◆ TASK OBJECTIVE
Rewrite the listing below as a JSON list of strings, one string per line and no blank lines, starting with the line with "Target: black cable bundle" and going on through the line with "column 101, row 26".
· · · ·
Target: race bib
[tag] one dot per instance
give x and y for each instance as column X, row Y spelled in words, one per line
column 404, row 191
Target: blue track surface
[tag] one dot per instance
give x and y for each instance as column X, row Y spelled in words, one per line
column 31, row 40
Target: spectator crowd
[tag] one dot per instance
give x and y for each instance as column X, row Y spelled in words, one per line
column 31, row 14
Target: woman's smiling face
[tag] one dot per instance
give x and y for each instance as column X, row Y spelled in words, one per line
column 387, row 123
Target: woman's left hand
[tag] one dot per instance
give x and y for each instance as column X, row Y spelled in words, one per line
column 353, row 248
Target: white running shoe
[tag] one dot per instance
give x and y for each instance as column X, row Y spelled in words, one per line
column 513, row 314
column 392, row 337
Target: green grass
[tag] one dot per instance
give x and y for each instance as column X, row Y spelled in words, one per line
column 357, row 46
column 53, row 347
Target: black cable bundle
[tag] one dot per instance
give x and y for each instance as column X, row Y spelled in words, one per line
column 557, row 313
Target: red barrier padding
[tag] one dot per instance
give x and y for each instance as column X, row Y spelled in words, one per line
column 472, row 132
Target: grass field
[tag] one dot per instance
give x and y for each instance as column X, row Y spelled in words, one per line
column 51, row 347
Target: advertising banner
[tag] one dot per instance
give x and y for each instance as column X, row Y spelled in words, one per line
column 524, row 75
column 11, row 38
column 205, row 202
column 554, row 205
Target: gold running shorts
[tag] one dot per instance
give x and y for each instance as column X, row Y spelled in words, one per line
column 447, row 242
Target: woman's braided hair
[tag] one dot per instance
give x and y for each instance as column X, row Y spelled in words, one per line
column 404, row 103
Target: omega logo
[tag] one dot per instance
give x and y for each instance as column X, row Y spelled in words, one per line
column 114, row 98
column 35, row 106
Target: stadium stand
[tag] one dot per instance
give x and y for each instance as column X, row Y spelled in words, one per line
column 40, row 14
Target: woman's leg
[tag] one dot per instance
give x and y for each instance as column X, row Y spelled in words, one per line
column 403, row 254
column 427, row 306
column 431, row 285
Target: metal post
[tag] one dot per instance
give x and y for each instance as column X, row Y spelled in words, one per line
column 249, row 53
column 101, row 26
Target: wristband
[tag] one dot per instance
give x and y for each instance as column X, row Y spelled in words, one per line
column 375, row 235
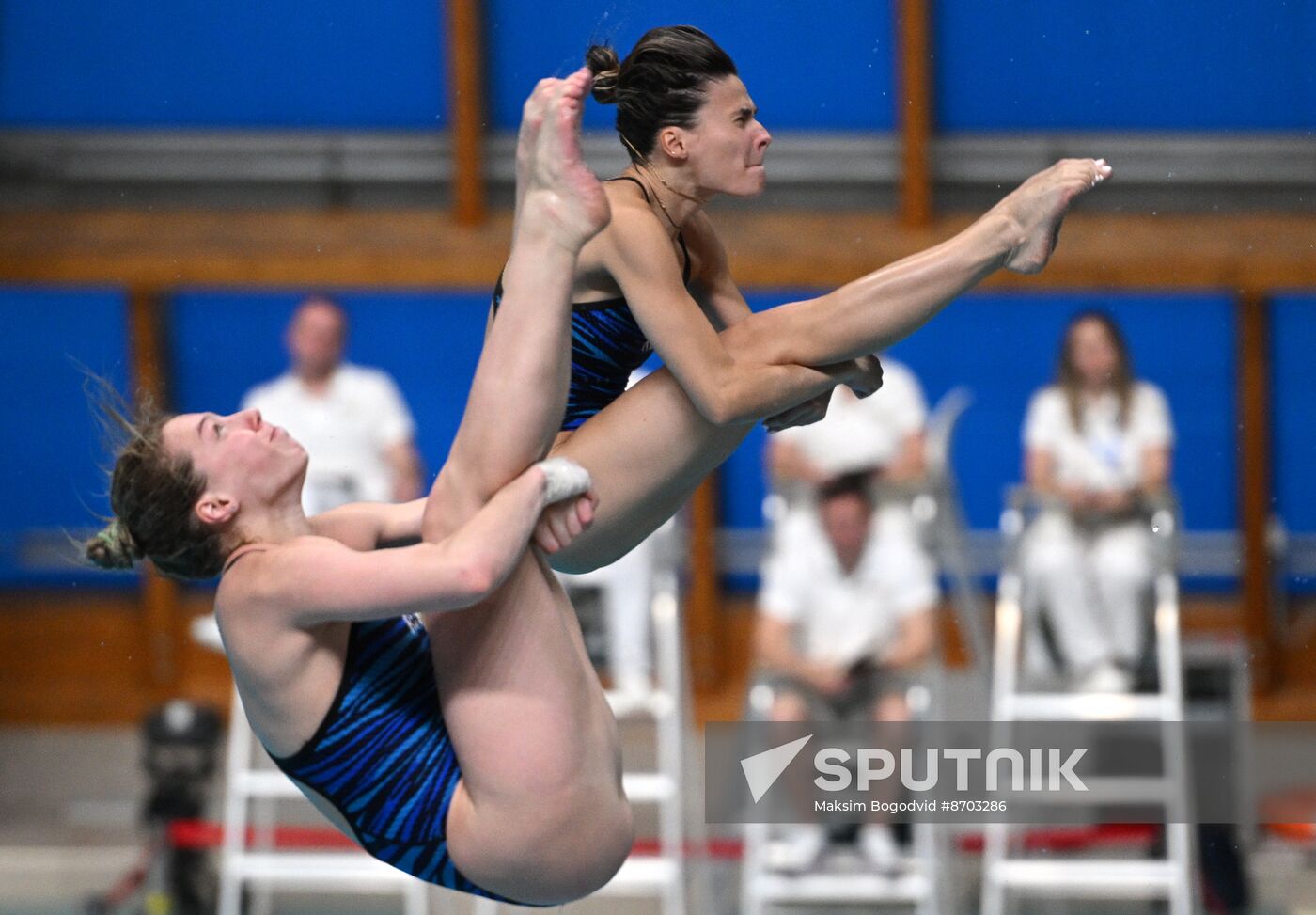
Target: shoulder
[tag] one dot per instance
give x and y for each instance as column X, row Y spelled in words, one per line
column 262, row 578
column 634, row 236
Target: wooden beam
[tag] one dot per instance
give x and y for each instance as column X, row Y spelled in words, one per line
column 1254, row 493
column 704, row 631
column 914, row 118
column 466, row 109
column 162, row 629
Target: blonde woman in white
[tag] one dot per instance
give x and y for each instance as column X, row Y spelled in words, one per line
column 1096, row 444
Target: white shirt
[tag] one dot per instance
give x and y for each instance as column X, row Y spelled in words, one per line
column 838, row 618
column 862, row 434
column 345, row 430
column 1102, row 454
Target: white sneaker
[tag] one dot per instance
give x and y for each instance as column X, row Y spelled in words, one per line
column 879, row 846
column 1105, row 677
column 799, row 849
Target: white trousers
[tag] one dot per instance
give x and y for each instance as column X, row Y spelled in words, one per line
column 1091, row 585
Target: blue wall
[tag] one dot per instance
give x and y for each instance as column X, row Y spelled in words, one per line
column 49, row 467
column 1132, row 65
column 1000, row 65
column 1004, row 345
column 1293, row 445
column 183, row 63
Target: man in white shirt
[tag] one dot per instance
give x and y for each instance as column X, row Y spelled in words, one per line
column 838, row 635
column 352, row 420
column 882, row 437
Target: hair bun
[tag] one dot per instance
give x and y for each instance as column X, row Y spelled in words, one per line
column 114, row 548
column 605, row 68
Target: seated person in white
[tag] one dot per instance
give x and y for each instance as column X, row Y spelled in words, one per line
column 838, row 636
column 352, row 421
column 1095, row 444
column 881, row 436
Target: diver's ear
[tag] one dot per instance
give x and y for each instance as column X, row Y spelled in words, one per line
column 674, row 142
column 216, row 509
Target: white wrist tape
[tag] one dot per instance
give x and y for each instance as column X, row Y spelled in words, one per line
column 562, row 480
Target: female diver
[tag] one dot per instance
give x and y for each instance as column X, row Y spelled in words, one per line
column 658, row 276
column 473, row 749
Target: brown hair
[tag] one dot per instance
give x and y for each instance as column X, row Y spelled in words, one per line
column 151, row 494
column 846, row 486
column 661, row 83
column 1072, row 384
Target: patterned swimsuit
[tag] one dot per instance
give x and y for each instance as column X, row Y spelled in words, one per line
column 607, row 345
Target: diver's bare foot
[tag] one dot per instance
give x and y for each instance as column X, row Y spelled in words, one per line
column 556, row 194
column 1039, row 206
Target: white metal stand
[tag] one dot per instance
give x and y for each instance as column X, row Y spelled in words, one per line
column 252, row 793
column 1170, row 877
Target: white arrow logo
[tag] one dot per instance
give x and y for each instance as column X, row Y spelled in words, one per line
column 763, row 769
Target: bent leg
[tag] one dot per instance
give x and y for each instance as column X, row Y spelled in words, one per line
column 647, row 451
column 539, row 815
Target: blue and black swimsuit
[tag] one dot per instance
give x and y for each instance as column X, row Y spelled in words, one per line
column 384, row 757
column 607, row 345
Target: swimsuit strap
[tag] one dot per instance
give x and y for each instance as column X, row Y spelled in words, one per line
column 245, row 549
column 681, row 236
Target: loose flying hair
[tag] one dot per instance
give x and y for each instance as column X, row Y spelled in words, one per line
column 151, row 496
column 661, row 83
column 1070, row 381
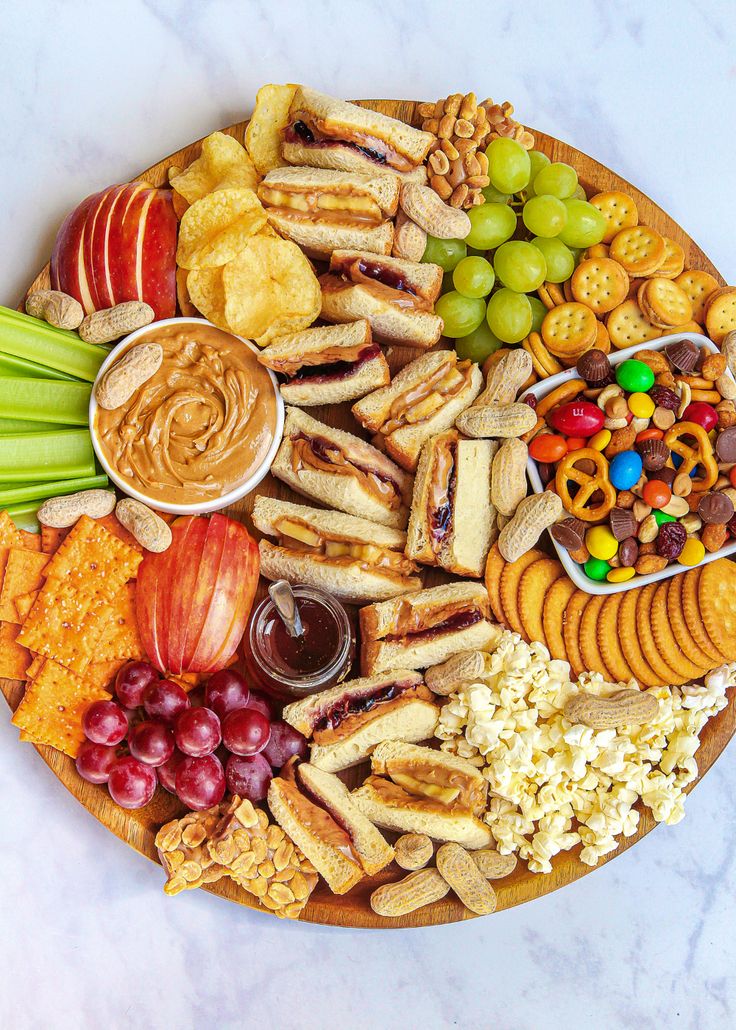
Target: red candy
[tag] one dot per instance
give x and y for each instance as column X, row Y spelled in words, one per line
column 702, row 414
column 548, row 447
column 577, row 418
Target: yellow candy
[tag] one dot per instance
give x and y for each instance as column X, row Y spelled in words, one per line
column 601, row 543
column 620, row 575
column 600, row 441
column 641, row 406
column 693, row 552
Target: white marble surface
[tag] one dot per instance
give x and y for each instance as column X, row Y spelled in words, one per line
column 92, row 93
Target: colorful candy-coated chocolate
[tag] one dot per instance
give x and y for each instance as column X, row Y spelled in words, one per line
column 693, row 552
column 596, row 569
column 625, row 468
column 601, row 543
column 634, row 377
column 641, row 406
column 621, row 575
column 600, row 441
column 548, row 447
column 656, row 493
column 702, row 414
column 577, row 418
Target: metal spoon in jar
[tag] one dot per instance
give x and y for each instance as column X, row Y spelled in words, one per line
column 285, row 604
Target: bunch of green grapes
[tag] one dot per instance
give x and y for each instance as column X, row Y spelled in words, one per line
column 531, row 228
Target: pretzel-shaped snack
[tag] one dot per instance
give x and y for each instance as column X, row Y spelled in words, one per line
column 588, row 485
column 701, row 454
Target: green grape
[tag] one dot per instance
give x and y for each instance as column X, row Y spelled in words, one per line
column 509, row 165
column 560, row 263
column 446, row 253
column 520, row 266
column 558, row 179
column 480, row 344
column 474, row 277
column 586, row 225
column 509, row 315
column 537, row 160
column 537, row 314
column 460, row 314
column 491, row 225
column 545, row 215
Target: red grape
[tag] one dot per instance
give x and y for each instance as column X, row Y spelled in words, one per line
column 132, row 784
column 105, row 722
column 245, row 731
column 198, row 732
column 248, row 776
column 226, row 691
column 200, row 782
column 151, row 743
column 95, row 761
column 165, row 700
column 167, row 771
column 284, row 743
column 132, row 682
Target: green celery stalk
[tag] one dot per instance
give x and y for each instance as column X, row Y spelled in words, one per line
column 21, row 492
column 32, row 339
column 46, row 456
column 39, row 400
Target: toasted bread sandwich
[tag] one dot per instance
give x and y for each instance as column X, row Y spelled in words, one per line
column 329, row 133
column 396, row 296
column 344, row 723
column 424, row 628
column 324, row 210
column 317, row 813
column 327, row 365
column 452, row 522
column 423, row 399
column 418, row 790
column 351, row 558
column 342, row 471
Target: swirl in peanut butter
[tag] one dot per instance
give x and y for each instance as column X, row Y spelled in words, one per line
column 202, row 424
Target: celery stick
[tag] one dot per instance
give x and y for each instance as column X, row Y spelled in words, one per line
column 43, row 400
column 19, row 426
column 46, row 456
column 21, row 492
column 19, row 368
column 25, row 516
column 35, row 340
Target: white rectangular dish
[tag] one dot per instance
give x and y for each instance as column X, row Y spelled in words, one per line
column 574, row 571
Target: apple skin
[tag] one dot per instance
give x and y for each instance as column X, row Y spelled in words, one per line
column 194, row 599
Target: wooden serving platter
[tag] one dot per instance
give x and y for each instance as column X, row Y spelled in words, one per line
column 138, row 828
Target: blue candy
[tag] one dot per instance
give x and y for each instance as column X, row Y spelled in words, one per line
column 625, row 470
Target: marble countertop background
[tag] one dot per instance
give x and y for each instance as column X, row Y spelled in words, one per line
column 91, row 93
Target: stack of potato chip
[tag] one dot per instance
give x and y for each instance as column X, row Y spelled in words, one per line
column 233, row 267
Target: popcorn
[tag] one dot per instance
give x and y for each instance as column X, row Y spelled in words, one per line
column 553, row 784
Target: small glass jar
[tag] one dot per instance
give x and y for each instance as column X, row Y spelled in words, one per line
column 288, row 666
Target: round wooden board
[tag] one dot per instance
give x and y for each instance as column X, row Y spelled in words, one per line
column 138, row 828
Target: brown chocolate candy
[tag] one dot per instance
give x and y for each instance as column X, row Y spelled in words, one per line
column 570, row 534
column 623, row 523
column 715, row 508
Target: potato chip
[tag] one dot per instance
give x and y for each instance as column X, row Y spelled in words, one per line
column 270, row 288
column 215, row 229
column 53, row 708
column 223, row 164
column 271, row 115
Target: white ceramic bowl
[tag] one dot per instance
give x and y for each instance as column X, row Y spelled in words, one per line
column 214, row 504
column 574, row 571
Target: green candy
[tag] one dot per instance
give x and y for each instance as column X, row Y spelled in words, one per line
column 635, row 377
column 596, row 569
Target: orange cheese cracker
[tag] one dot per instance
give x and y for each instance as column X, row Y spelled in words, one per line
column 53, row 707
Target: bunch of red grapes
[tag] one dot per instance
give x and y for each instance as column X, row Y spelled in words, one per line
column 195, row 746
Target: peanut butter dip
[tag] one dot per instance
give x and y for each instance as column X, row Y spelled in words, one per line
column 202, row 424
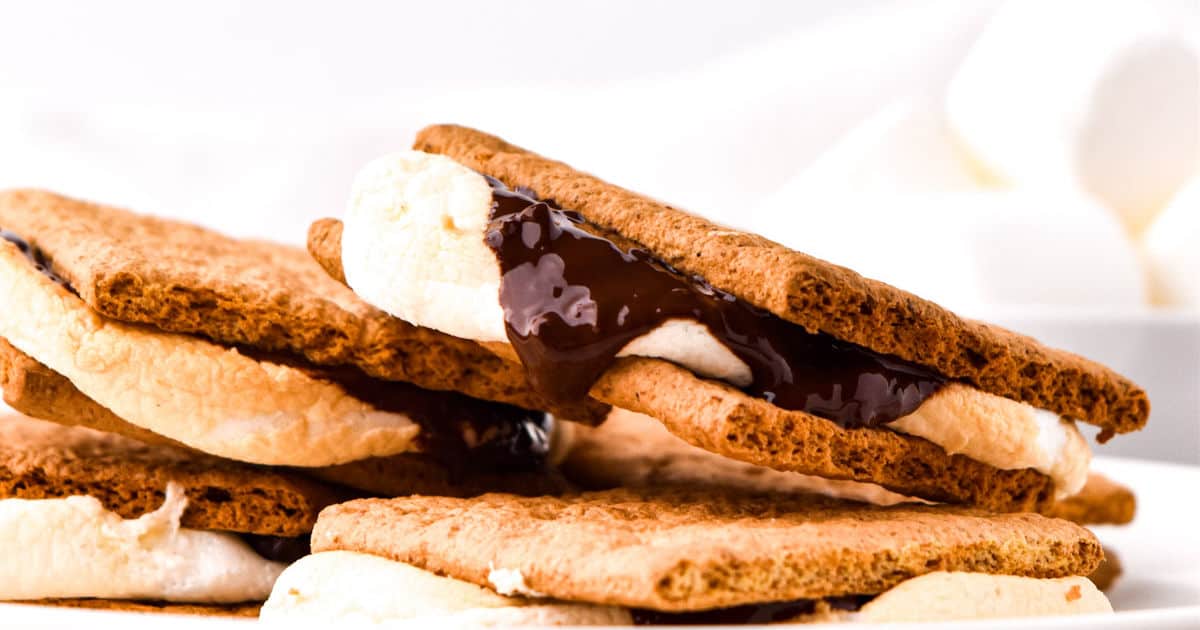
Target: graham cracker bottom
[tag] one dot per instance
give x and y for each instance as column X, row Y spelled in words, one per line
column 724, row 420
· · · ·
◆ EXERCISE ANSWER
[
  "Target: black cable bundle",
  "[tag] one dot per instance",
  "give x and y for each instance as column X, row Y spelled in words, one per line",
  "column 557, row 313",
  "Target: red barrier padding",
  "[tag] one dot per instance",
  "give x and y for each instance as column X, row Y spelled in words, one per line",
  "column 472, row 132",
  "Target: grass field",
  "[tag] one dot per instance",
  "give x and y for each instance as column X, row Y spelled in words, one per line",
  "column 51, row 347",
  "Target: advertising banner",
  "[tag] one dot per instance",
  "give x and y for each instance as column X, row Y spelled in words, one per line",
  "column 524, row 75",
  "column 11, row 38",
  "column 205, row 202",
  "column 554, row 205",
  "Target: gold running shorts",
  "[tag] one dot per instance",
  "give x and y for each instance as column X, row Y spelled in words, one per line",
  "column 447, row 242",
  "Target: woman's braided hair",
  "[tag] one dot per instance",
  "give x and y for each instance as column X, row Y spelled in words, one per line",
  "column 404, row 103",
  "Target: omega logo",
  "[tag] one dot per instance",
  "give x and y for each instance as column X, row Y spelled in words, one per line",
  "column 114, row 98",
  "column 35, row 106",
  "Target: stadium stand",
  "[tag] one dot per instance",
  "give x and y for each instance as column X, row Y spelled in words, one per line",
  "column 40, row 14",
  "Target: woman's leg",
  "[tag] one dot per instance",
  "give x and y for each instance as column X, row Y spelled in words, one per line",
  "column 403, row 254",
  "column 427, row 306",
  "column 431, row 285",
  "Target: metal post",
  "[tag] one dot per instance",
  "give x and y for each instance as column X, row Y spelled in words, one per line",
  "column 249, row 53",
  "column 101, row 26"
]